=== What is required ===
Reproduce the data exactly.

=== Task input ===
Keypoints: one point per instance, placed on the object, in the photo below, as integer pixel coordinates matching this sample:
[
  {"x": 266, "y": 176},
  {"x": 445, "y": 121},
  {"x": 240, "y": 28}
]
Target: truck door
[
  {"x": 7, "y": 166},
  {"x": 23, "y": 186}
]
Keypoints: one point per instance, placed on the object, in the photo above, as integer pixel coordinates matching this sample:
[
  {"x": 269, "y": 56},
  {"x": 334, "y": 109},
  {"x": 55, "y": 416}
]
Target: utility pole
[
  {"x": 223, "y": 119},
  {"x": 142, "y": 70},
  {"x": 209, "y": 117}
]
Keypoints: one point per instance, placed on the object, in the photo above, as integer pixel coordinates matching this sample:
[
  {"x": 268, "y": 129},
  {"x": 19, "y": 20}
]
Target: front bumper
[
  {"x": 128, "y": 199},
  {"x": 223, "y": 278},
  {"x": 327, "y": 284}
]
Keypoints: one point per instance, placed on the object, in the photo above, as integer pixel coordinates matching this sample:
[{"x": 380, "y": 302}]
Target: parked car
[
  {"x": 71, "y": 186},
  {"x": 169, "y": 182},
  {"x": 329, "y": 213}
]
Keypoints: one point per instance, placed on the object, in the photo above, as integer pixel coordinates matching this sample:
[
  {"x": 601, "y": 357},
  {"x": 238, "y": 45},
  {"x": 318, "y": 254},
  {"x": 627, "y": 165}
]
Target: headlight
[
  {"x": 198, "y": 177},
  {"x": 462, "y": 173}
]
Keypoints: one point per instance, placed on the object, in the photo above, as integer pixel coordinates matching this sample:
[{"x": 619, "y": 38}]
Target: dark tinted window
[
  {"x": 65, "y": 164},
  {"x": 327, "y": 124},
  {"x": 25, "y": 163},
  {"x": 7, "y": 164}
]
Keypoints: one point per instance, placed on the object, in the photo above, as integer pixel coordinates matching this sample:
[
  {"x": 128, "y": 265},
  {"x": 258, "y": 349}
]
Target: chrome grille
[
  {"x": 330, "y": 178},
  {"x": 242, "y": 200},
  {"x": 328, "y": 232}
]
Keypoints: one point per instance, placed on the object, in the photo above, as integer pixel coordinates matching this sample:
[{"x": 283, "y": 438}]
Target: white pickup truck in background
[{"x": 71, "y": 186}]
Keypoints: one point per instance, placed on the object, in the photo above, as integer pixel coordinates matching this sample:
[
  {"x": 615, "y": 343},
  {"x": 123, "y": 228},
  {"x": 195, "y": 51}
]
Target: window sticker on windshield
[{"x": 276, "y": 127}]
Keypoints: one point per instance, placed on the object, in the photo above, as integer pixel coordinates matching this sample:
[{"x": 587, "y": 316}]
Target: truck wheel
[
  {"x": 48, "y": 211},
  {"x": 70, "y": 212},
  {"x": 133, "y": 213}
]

=== Response ===
Keypoints: one point per instance, placed on the object, in the photo below, as integer pixel coordinates matching this sample:
[
  {"x": 266, "y": 176},
  {"x": 445, "y": 121},
  {"x": 240, "y": 28}
]
Target: truck door
[
  {"x": 7, "y": 166},
  {"x": 23, "y": 186}
]
Keypoints: one point per instance, placed on the object, in the photo above, as integer pixel coordinates matching this sample:
[
  {"x": 269, "y": 56},
  {"x": 334, "y": 109},
  {"x": 55, "y": 416}
]
Target: utility pole
[
  {"x": 223, "y": 119},
  {"x": 142, "y": 70},
  {"x": 209, "y": 117}
]
Keypoints: one point per instance, placed on the object, in the photo above, as integer pixel coordinates matching this sample:
[
  {"x": 268, "y": 129},
  {"x": 19, "y": 20}
]
Target: front bumper
[
  {"x": 128, "y": 199},
  {"x": 223, "y": 278},
  {"x": 327, "y": 284}
]
Keypoints: one point per instance, placed on the object, in the photo above, as integer pixel coordinates matching this sample:
[{"x": 380, "y": 302}]
Target: parked car
[
  {"x": 71, "y": 186},
  {"x": 169, "y": 182},
  {"x": 329, "y": 213}
]
Keypoints: one point per instance, placed on the object, in the photo above, as integer pixel coordinates matching this sample:
[
  {"x": 601, "y": 357},
  {"x": 238, "y": 45},
  {"x": 318, "y": 254},
  {"x": 627, "y": 165}
]
Target: headlight
[
  {"x": 198, "y": 177},
  {"x": 462, "y": 173}
]
Keypoints: one point per instance, placed on the object, in the photo above, as integer pixel coordinates matching this sample:
[{"x": 619, "y": 38}]
Target: dark tinted window
[
  {"x": 65, "y": 164},
  {"x": 327, "y": 124},
  {"x": 25, "y": 163},
  {"x": 7, "y": 164}
]
Keypoints: one point per instance, placed on the object, in the photo above, as integer pixel coordinates matching this sample:
[
  {"x": 128, "y": 265},
  {"x": 258, "y": 349}
]
Target: chrome grille
[
  {"x": 330, "y": 178},
  {"x": 242, "y": 200},
  {"x": 328, "y": 232}
]
Keypoints: one point per instance, placed on the object, in the photo above, as integer pixel coordinates matching this sample:
[{"x": 283, "y": 438}]
Target: white pickup truck in background
[{"x": 71, "y": 186}]
Keypoints: one point per instance, placed on the object, in the photo above, as integer pixel coordinates matching this sample:
[
  {"x": 615, "y": 343},
  {"x": 123, "y": 228},
  {"x": 195, "y": 51}
]
Target: window sticker on windshield
[{"x": 276, "y": 127}]
Keypoints: one point per instance, placed on the object, in the photo above, as integer pixel coordinates matching this sample:
[{"x": 587, "y": 316}]
Target: truck wheel
[
  {"x": 48, "y": 211},
  {"x": 70, "y": 212},
  {"x": 133, "y": 213}
]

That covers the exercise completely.